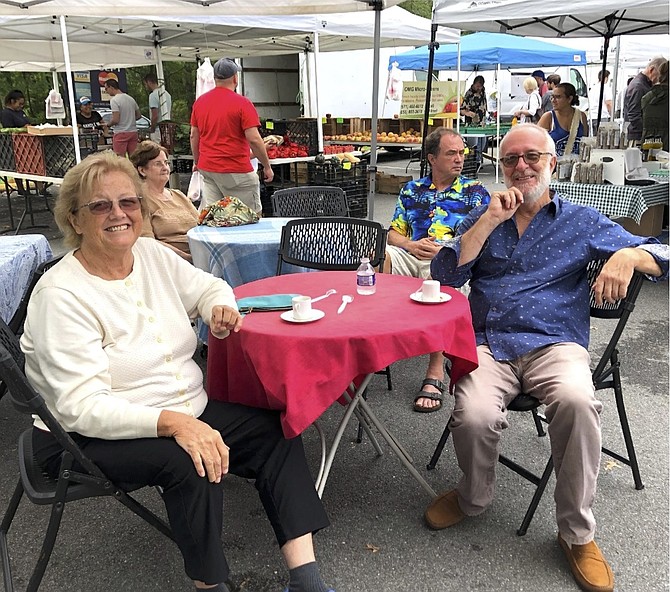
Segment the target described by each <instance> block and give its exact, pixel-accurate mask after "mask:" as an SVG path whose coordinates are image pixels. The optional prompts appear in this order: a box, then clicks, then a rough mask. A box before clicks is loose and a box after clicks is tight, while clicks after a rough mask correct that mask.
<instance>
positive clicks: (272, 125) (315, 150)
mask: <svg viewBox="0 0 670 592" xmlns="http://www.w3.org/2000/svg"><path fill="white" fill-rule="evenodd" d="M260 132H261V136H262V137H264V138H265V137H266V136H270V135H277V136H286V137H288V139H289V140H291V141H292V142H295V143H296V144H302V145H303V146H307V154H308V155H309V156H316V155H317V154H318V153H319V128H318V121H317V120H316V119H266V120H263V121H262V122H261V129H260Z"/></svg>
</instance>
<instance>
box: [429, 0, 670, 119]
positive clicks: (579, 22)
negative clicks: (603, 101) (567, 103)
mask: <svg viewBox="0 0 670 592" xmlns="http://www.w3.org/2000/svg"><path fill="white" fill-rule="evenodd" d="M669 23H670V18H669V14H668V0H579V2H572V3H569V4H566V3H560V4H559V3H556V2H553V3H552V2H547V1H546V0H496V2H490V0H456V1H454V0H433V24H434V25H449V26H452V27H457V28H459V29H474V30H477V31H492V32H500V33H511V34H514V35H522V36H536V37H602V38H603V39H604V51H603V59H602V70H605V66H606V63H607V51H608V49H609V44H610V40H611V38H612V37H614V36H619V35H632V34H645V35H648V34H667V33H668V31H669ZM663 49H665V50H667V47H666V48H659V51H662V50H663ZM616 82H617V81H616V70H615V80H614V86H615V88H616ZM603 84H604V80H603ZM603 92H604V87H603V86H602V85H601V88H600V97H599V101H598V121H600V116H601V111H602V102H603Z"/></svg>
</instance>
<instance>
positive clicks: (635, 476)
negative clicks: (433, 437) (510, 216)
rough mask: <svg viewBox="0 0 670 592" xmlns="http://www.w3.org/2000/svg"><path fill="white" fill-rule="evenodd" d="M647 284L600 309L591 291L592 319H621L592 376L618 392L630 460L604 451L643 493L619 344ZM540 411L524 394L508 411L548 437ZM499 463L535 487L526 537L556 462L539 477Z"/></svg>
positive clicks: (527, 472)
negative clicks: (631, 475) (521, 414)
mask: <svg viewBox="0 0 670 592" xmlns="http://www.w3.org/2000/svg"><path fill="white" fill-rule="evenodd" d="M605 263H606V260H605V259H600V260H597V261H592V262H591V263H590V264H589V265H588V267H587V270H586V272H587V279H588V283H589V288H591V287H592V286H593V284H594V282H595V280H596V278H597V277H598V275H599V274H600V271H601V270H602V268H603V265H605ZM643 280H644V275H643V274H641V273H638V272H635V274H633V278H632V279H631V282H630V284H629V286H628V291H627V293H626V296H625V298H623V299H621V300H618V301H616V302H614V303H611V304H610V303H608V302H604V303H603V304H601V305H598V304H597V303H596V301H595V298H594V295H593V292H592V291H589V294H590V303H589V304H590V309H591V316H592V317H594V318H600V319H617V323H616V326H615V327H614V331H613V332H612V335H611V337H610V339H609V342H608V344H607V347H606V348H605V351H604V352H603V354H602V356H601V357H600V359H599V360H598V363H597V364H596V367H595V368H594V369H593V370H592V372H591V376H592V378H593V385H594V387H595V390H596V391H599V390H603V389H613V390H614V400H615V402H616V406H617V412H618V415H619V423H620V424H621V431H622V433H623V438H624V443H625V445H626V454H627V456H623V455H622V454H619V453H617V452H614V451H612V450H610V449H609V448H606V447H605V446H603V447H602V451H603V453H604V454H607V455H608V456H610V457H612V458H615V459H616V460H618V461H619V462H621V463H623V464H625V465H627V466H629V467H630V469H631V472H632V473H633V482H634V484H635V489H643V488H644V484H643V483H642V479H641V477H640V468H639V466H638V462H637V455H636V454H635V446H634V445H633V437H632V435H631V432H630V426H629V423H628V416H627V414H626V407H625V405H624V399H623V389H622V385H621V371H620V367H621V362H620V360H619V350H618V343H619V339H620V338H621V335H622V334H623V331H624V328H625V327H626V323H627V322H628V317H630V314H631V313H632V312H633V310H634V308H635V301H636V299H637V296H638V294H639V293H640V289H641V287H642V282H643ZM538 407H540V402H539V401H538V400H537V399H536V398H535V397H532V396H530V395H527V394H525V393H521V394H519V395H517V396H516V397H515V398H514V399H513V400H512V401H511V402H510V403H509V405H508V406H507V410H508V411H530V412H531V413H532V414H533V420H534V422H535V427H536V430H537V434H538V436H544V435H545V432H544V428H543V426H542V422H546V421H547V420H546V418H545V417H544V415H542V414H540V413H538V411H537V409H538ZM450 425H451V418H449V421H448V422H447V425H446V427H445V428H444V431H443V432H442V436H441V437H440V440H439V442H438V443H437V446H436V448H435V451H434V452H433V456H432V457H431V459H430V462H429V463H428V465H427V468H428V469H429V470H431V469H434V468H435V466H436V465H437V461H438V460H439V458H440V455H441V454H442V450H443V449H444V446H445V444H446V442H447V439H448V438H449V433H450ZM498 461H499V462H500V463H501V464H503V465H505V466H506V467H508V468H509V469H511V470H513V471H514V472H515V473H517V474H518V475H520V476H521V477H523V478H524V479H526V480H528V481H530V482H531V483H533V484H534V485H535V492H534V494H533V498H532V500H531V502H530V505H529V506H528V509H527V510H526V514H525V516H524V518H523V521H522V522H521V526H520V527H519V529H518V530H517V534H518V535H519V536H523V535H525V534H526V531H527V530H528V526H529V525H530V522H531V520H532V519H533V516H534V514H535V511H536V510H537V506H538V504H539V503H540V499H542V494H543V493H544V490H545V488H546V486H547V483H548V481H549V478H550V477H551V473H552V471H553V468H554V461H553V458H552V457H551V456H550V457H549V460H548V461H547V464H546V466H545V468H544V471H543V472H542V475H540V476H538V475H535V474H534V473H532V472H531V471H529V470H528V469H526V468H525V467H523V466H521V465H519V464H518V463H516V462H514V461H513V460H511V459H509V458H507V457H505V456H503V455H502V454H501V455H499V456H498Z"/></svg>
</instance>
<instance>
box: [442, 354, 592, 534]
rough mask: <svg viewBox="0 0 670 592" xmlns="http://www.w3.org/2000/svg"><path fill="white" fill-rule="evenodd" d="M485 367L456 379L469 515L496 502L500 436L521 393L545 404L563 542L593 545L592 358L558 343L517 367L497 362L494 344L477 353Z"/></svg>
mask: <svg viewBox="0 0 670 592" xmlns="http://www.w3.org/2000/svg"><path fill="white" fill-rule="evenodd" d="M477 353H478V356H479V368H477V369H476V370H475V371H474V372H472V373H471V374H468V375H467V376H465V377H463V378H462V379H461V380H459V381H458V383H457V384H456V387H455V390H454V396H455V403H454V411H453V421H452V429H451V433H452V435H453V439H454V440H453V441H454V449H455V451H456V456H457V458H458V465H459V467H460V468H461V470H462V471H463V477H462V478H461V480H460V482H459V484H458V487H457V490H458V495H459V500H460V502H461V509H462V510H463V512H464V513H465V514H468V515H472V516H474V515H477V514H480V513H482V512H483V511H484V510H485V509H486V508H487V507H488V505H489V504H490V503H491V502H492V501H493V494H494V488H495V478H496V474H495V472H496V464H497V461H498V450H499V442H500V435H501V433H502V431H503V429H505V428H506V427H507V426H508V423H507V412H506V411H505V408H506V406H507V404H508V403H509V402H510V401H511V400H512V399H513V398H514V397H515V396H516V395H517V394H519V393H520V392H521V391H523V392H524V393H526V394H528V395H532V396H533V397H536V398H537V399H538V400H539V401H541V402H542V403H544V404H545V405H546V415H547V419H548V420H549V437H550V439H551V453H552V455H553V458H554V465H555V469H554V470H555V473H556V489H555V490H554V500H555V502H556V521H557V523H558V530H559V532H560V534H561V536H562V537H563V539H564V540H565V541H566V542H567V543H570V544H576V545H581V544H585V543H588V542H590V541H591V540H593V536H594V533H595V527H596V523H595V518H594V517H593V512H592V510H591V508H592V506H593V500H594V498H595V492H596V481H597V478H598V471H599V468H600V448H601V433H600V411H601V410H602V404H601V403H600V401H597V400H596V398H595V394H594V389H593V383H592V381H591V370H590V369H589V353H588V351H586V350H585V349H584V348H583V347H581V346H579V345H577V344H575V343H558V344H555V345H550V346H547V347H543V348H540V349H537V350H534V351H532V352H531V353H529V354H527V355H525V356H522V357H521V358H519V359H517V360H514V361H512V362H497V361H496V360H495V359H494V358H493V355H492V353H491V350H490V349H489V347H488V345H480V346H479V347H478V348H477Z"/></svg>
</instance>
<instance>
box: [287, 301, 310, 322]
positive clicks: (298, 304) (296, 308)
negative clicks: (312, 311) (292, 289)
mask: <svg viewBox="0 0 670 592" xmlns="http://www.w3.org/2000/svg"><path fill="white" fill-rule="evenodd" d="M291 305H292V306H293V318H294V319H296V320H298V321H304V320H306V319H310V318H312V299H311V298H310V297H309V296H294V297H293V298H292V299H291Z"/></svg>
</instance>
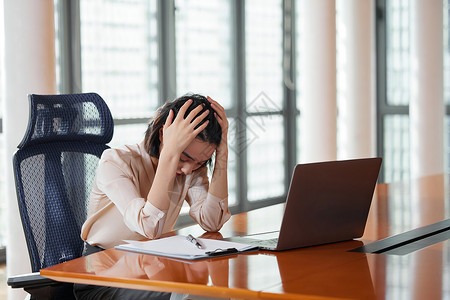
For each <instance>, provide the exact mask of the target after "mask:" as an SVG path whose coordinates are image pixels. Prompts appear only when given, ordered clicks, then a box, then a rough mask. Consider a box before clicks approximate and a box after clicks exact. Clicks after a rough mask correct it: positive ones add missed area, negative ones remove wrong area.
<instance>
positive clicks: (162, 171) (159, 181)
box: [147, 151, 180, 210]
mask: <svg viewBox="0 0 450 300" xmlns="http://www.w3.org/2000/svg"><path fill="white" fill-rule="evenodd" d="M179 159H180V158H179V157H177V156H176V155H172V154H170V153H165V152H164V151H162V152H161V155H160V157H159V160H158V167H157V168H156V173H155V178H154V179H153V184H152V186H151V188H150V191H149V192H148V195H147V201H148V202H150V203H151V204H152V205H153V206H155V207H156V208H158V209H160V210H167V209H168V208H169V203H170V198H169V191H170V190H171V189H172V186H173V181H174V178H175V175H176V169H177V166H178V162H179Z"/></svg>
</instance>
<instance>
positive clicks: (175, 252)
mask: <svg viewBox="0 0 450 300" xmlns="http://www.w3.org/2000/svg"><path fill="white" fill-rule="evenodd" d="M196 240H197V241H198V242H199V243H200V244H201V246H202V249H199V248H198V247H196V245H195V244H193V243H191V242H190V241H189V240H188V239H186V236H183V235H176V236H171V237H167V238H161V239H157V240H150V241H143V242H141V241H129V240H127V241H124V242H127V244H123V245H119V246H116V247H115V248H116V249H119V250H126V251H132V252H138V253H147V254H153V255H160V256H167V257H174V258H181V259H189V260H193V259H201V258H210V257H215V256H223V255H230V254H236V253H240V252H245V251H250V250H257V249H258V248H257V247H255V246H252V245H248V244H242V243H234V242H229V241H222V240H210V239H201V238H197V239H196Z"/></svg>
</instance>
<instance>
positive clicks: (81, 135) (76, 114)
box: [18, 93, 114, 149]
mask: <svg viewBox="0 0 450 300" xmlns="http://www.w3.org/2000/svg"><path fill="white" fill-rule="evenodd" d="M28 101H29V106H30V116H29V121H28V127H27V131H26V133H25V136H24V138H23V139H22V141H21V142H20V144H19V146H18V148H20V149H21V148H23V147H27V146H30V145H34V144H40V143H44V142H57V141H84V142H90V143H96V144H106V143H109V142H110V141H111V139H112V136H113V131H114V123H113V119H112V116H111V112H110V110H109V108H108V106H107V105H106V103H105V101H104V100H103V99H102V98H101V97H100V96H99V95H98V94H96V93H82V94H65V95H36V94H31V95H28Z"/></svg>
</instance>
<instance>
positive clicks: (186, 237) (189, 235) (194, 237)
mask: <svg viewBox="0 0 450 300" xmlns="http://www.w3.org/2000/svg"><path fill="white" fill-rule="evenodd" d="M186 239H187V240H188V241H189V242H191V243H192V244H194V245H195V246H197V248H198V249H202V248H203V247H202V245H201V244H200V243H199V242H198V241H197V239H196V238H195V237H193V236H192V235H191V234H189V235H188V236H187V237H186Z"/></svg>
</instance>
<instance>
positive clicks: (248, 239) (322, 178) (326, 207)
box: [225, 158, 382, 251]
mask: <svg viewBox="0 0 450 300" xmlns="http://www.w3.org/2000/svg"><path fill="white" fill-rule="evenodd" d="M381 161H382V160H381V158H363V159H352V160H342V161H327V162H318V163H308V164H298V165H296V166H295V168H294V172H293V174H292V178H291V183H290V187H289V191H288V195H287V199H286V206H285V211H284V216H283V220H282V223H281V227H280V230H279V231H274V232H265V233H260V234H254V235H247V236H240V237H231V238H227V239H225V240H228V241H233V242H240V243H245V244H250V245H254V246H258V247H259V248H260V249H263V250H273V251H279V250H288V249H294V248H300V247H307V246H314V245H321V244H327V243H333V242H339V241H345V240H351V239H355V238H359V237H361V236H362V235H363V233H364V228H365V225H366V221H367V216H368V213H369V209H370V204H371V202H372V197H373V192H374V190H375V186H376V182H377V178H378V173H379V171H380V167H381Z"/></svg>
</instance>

+ + + + + + +

▶ WHAT IS NEEDED: Return every line from the items above that contains the string "only". Matching is case-sensitive.

▶ WORKED SOLUTION:
For each <instance>, provide the exact mask of the target after "mask:" as an SVG path whose coordinates are image pixels. Prompts appear only when given, ordered clicks, then a box, then a rough mask. Consider a box before clicks approximate and a box after clicks exact. Clicks after a rough mask correct it: positive ones add missed area, negative ones remove wrong area.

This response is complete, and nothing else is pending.